As a short term means of diagnosis, a power quality survey can be carried out on site by the use of a power quality analyser. These are left connected over the course of a week of normal operation to get an overview of any power quality issues over the seven-day period. This will look at harmonics, power factor, voltage spikes, sags, swells, amongst others.

However, as hospitals are very electro intensive, a more common solution is to install a range of power meters. These are installed at various stages in the electrical distribution system, from the main incomer to the hospital to various buildings and on individual distribution boards. These meters vary in the depth of power quality analysis, with more high-end meters being able to provide directional analysis to determine whether any disturbances originated up or downstream of the meter. This allows for a fast and reliable means of finding the root cause of any disturbances. Having these meters provide data into an energy management system is the best means of performing analytics and monitoring alarms and trends. These options also ensure continuous monitoring of standards compliance and can raise alarms if anything is out of the ordinary. A fully comprehensive energy management system can even help you utilise predictive analytics to preempt issues before they are a problem.

Additionally, smart distribution boards are another advantage in measuring at load level, the root cause of the disturbances. As a new or retrofit option to existing sites, using small, circuit breaker level meters can be a low cost way to ensure individual assets or systems are performing in their most efficient state.


Healthcare organisations need to investigate the types of equipment and digital applications that can help them mitigate these problems and achieve and maintain high quality power throughout their electrical network.

Luckily, the solution to most power quality issues is relatively simple. Installing power quality correction units on site will take care of the problems without manual intervention. As hospitals tend to experience a lot of harmonics on site due to active electrical equipment, the most fitting type of correction unit is active filtering. These effectively take a signal which is experiencing harmonics, low power factor, or other issues and ‘cleans it up’ to output a smoother, more reliable signal. Alternatively, if the issue on a particular site is solely power factor related, the installation of capacitor banks is a cheaper and equally effective means of fixing the issue.

Digitisation and innovation are making it easier to take a more proactive approach to power reliability. To prepare for and preempt the kinds of power-related challenges their facilities are likely to encounter—to build resilience– health systems should consider evolving diagnostic and preventive technologies and innovations such as microgrids, power automation, power events analysis and condition-based maintenance.

Using the above solutions will ensure that you are only paying for the energy that you are using and that you are getting the most out of it. Feeding better quality signals into the electrical equipment will allow them to perform at their best and prevent failures. With the need for hospitals to operate at high electrical capacity for long durations, the benefits of monitoring and acting on power quality effects are soon realised and will both save you money and protect equipment whilst prolonging its lifespan.

Uncertain situations and crises highlight the importance of using emerging technologies and innovations in healthcare systems. To build a future-ready healthcare ecosystem, it is crucial to ensure a sustainable healthcare infrastructure. Healthcare providers need to evolve with time, both in terms of facilities and services to meet the increasing demands and expectations of patients. They need to leverage the emerging technologies to ensure customers have access to disruption-free healthcare facilities. Ensuring affordable healthcare services given to customers are technology driven and sustainable is essential to ensure a resilient infrastructure.

### Supplied information
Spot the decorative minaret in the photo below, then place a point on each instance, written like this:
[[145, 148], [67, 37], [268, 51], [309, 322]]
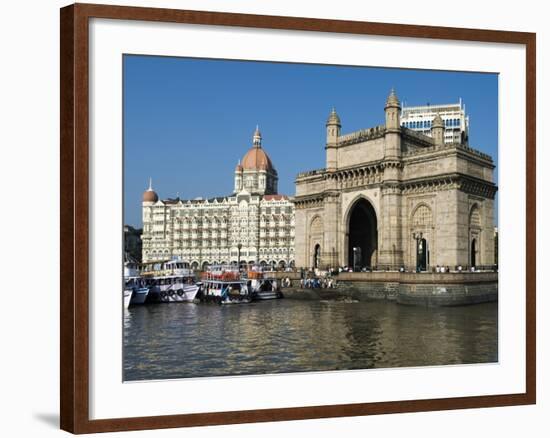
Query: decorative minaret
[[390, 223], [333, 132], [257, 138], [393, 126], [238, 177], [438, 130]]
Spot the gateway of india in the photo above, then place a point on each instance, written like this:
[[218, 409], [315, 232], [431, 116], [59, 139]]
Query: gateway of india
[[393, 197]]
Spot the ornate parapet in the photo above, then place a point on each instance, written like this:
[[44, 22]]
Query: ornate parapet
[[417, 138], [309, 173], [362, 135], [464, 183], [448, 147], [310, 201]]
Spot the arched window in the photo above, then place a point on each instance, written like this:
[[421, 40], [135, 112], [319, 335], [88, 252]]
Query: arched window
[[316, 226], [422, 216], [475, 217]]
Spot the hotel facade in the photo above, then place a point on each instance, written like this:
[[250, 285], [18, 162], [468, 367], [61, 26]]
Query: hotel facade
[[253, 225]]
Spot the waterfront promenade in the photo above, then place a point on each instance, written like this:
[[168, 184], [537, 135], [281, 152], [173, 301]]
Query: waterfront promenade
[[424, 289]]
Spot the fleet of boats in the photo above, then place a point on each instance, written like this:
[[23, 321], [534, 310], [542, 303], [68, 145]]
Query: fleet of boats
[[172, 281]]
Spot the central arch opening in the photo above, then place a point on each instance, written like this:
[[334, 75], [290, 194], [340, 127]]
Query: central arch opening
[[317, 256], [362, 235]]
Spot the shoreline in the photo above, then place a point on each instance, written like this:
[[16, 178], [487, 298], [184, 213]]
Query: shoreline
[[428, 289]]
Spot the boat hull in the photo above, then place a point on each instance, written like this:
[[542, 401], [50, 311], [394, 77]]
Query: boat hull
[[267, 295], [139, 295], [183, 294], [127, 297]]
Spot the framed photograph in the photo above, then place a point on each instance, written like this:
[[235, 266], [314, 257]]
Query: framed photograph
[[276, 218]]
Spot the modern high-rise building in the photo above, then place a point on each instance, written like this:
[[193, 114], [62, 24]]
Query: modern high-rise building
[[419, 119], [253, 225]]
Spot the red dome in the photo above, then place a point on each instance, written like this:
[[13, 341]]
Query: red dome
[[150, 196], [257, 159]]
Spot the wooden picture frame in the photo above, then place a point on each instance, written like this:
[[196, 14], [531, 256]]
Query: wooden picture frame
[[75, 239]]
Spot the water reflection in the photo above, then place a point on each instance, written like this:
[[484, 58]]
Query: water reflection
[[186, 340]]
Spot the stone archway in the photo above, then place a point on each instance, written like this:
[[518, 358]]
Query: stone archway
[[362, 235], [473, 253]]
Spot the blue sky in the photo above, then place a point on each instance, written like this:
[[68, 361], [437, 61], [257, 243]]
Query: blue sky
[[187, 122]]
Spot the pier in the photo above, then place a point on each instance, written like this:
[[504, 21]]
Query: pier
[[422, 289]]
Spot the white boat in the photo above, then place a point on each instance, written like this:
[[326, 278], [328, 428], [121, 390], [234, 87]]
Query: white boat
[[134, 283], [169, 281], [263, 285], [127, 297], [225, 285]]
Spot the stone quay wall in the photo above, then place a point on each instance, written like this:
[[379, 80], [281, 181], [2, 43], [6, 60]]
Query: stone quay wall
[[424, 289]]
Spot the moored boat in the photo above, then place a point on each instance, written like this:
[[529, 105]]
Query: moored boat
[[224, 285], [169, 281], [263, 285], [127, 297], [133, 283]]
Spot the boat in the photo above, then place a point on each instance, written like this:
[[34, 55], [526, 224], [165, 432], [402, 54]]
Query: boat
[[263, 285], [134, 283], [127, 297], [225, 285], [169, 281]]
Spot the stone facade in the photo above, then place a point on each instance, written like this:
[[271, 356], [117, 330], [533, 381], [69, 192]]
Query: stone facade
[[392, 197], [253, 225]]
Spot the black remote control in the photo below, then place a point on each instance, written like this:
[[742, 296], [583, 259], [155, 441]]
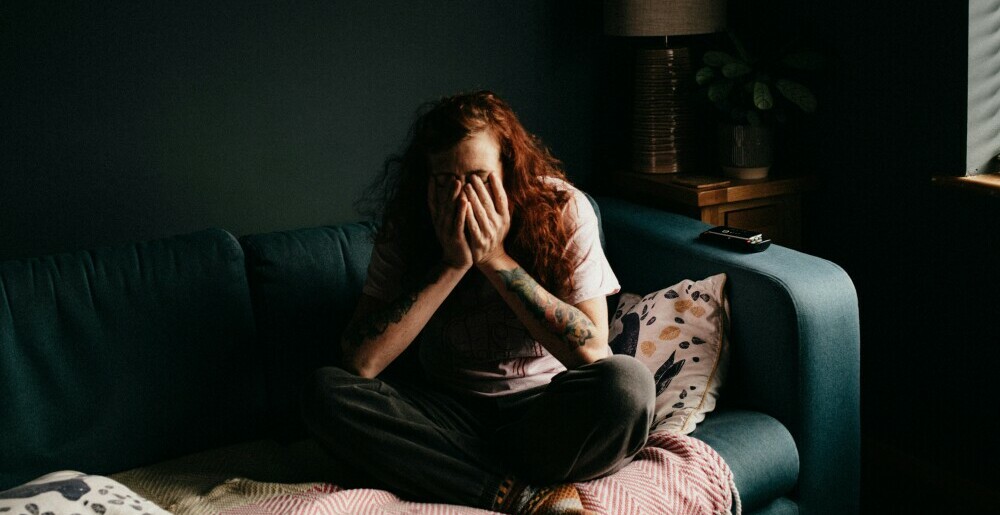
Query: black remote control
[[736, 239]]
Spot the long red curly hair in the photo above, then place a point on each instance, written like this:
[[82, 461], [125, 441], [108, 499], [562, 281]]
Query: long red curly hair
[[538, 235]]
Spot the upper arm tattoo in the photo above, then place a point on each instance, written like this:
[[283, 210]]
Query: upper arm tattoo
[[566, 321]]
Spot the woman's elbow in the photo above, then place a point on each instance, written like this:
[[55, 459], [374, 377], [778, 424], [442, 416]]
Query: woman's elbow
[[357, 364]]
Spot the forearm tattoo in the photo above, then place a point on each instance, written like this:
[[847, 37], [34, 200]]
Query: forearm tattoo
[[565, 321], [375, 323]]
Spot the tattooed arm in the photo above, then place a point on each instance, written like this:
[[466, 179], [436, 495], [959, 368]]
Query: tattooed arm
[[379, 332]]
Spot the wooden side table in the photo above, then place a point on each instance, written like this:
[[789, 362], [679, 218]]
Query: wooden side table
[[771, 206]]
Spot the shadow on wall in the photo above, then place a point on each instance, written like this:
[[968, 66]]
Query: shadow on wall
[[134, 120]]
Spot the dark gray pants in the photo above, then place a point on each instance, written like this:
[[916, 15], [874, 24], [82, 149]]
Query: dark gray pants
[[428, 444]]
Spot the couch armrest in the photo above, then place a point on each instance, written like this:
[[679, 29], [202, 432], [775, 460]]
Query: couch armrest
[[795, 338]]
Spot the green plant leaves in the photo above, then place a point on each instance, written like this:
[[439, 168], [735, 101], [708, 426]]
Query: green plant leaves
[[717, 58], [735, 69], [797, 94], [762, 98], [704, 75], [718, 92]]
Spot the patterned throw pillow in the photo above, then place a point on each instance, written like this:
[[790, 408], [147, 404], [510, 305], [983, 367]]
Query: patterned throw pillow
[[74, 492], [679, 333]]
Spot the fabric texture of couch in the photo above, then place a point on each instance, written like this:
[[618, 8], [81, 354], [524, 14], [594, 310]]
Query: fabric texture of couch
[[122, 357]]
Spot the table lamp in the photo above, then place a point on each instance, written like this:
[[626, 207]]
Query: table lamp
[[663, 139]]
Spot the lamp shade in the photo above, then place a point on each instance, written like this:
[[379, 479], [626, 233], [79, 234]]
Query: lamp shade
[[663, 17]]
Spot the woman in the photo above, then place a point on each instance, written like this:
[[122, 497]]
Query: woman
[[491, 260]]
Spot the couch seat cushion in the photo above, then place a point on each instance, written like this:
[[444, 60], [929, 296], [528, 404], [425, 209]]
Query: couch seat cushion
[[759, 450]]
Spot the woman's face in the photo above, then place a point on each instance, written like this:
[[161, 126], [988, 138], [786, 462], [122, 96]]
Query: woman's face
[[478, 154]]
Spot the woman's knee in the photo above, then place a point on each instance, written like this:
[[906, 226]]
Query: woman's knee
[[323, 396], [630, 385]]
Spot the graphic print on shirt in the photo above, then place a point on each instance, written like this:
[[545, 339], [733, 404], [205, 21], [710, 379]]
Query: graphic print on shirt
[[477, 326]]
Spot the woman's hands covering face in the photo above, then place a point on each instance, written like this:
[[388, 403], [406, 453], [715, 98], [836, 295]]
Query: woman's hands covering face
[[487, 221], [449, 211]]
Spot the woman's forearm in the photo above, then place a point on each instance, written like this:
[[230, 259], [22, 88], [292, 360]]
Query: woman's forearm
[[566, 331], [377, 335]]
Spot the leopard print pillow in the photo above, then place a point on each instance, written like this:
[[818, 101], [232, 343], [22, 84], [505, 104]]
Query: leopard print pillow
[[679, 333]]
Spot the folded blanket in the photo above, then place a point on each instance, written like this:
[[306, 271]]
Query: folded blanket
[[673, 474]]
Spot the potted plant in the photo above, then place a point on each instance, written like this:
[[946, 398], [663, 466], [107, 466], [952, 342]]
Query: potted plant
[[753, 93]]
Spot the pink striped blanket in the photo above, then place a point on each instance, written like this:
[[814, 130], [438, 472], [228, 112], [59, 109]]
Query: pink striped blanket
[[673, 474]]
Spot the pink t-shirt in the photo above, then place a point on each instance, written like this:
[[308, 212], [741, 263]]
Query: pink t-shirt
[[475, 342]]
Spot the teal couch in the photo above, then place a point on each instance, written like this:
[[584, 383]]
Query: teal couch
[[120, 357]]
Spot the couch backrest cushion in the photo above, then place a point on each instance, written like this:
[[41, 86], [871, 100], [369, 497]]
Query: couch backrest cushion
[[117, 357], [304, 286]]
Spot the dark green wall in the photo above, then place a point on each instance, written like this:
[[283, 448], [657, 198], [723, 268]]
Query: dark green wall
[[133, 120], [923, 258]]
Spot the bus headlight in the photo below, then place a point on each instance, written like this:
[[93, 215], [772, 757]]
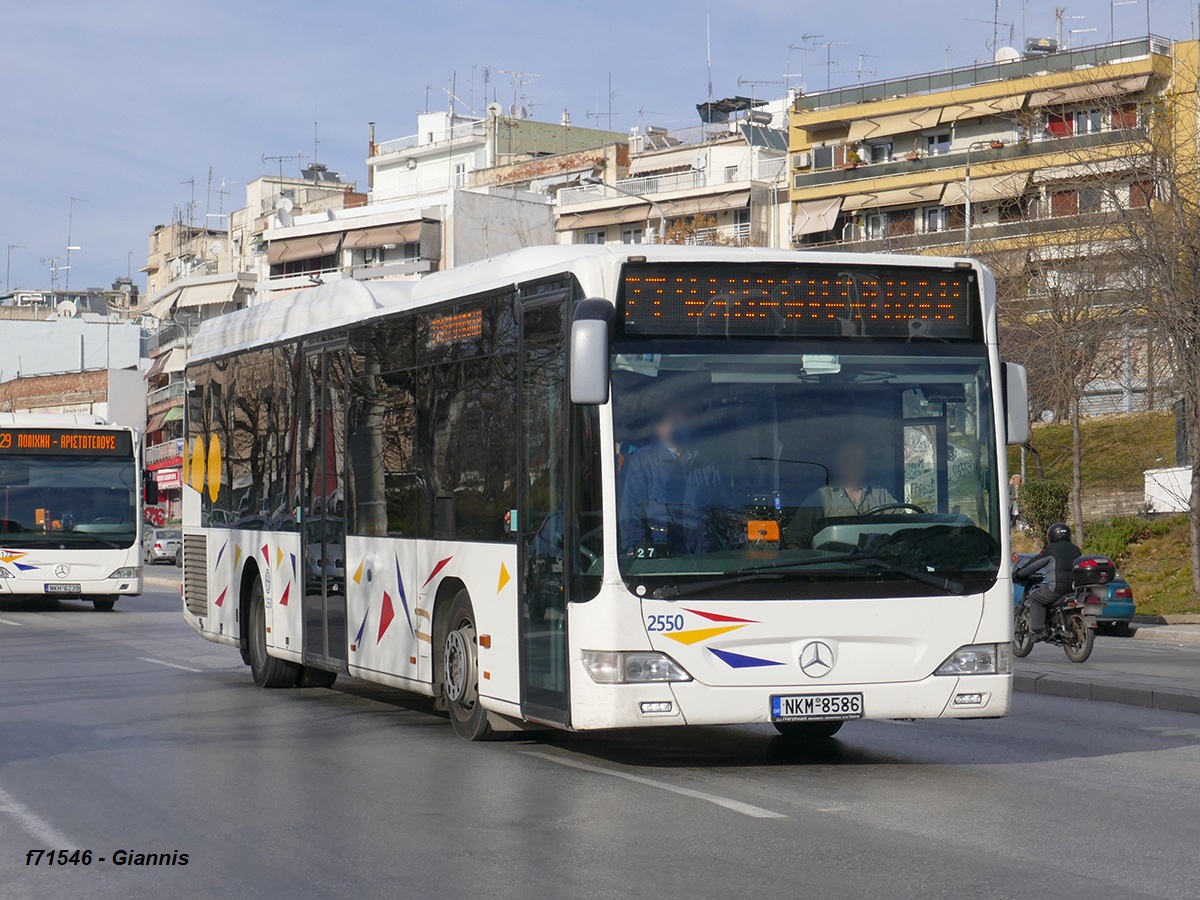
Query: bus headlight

### Problem 1
In the passage on hospital power quality, what type of correction unit is called the most fitting for hospitals?
### Problem 2
Write out the passage on hospital power quality word for word, beginning at the words "Digitisation and innovation" and stopping after "and condition-based maintenance.".

### Exercise output 1
Active filtering.

### Exercise output 2
Digitisation and innovation are making it easier to take a more proactive approach to power reliability. To prepare for and preempt the kinds of power-related challenges their facilities are likely to encounter—to build resilience– health systems should consider evolving diagnostic and preventive technologies and innovations such as microgrids, power automation, power events analysis and condition-based maintenance.